**What the task requires**
The answer must be the full listing, written out exactly.

Data supplied Block Start

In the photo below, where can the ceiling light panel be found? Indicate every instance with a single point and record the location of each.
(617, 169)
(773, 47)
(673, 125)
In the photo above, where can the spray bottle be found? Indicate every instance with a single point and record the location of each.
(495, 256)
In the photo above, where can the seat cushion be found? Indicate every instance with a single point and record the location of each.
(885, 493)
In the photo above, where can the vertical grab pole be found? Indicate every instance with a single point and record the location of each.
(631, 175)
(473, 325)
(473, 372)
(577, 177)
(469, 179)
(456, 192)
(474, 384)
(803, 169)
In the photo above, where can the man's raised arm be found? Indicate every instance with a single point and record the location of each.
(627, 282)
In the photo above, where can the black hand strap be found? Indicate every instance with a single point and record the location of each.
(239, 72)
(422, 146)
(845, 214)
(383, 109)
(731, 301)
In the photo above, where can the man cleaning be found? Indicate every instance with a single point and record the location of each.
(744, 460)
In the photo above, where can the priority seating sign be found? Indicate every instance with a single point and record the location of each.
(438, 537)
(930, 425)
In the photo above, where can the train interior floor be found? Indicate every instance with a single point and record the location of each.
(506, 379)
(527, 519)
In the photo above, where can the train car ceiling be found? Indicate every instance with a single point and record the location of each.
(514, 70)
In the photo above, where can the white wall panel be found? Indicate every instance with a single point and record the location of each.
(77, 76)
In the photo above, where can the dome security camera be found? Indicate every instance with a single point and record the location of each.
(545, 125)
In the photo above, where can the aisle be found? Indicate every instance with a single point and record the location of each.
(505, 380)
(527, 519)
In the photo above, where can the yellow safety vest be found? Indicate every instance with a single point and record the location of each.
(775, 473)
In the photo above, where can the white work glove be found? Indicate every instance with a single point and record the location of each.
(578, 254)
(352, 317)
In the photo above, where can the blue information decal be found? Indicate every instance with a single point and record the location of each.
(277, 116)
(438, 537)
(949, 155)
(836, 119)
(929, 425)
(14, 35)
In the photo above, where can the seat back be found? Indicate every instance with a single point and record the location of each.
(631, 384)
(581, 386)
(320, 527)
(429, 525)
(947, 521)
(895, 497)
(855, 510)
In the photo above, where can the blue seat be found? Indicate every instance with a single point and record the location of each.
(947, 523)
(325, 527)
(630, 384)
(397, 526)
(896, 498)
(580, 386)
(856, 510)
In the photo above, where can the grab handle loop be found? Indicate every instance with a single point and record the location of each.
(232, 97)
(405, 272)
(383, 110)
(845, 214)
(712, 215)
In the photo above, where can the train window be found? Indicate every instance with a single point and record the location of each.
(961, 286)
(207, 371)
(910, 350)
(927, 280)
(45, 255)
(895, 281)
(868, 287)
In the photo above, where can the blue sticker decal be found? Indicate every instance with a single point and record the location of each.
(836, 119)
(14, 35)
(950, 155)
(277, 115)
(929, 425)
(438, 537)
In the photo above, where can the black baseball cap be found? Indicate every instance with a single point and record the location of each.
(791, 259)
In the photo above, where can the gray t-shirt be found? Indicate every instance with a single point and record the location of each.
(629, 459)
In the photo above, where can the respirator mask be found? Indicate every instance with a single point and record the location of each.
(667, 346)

Data supplied Block End

**Result of the task**
In the photo below, where can the ceiling light panel be found? Indicate every instance with a single point and record the location of each.
(617, 169)
(773, 47)
(673, 125)
In the photo above, where can the spray bottle be found? Indicate every instance with a single point and record the location of each.
(495, 256)
In the photo above, where can the seat cushion be found? Indicate every instance with a single point and record the location of each.
(885, 493)
In the photo above, where can the vertical grab pole be found? Indicate every instance with a single point and record the location of each.
(631, 175)
(473, 325)
(473, 372)
(577, 177)
(469, 179)
(456, 192)
(474, 384)
(803, 169)
In the photo above, where can the man's raised arm be found? Indicate every instance with a single point and record the location of each.
(627, 282)
In the photo above, where can the black hand strap be found? Indicate every instance with a single point and record the location of each.
(239, 72)
(422, 146)
(845, 214)
(383, 109)
(731, 301)
In the photo above, where can the man cleaning be found? Indicate every instance with a single point and record the location of each.
(744, 460)
In the photo above, where can the priority seating sign be found? Indicate every instance with a single point and record the location of each.
(438, 537)
(930, 425)
In the photo above, where can the train interior floor be found? Indicate every instance with a single point and record the location of each.
(506, 379)
(527, 519)
In the photo above, where can the train car ceiling be found? Indicate every instance with a single point and record the location of each.
(514, 70)
In the photo above, where can the white wall panel be found? Indicate every instance with a single point and record the location of each.
(77, 76)
In the photo above, where can the dome security camera be found? Indicate every instance with a single point and record the location of each.
(545, 125)
In the photo above, where can the aisle be found? Indicate every instance with a single point and record the location of each.
(505, 380)
(527, 519)
In the photo above, where can the yellow safety vest be found? Indicate every instance with a single point and record the location of each.
(775, 473)
In the photo above, where can the white work glove be found? Indicate every instance with a single point and record the location of each.
(578, 254)
(352, 317)
In the photo above, where can the blue information decal be found? Indicate every instance with a single point and record the location of each.
(277, 116)
(438, 537)
(949, 155)
(836, 119)
(929, 425)
(14, 35)
In the photo above, where can the seat back be found? Indicate every instance with a single point and record the location of each.
(631, 384)
(581, 386)
(320, 527)
(429, 525)
(947, 521)
(895, 497)
(855, 510)
In the photo above, where can the blue seat be found? Indicate every instance with a single point and record the location of each.
(947, 523)
(325, 527)
(630, 384)
(397, 526)
(896, 498)
(580, 386)
(856, 510)
In the photo above, where can the grab handle loop be found? Indicate every instance with a single point and record the location of each.
(232, 97)
(405, 272)
(383, 110)
(845, 214)
(712, 215)
In the photo above, where can the train window be found? Indicate every instance with a single point and record the location of each.
(961, 286)
(207, 371)
(910, 350)
(927, 280)
(45, 255)
(895, 281)
(868, 287)
In the photo above, where can the blue sticker decal be found? Indicate every instance with a single point and record the location of each.
(836, 119)
(14, 35)
(950, 155)
(277, 115)
(929, 425)
(438, 537)
In the photo above, where can the black baseball cap be found? Indicate every instance with a single point and record the location of each.
(791, 259)
In the photo above, where can the gray t-shirt be found? Indicate every instance with a single point and record the location of each.
(629, 459)
In the photo above, where can the respirator mask be found? Indicate every instance with a single point and record the location of each.
(667, 346)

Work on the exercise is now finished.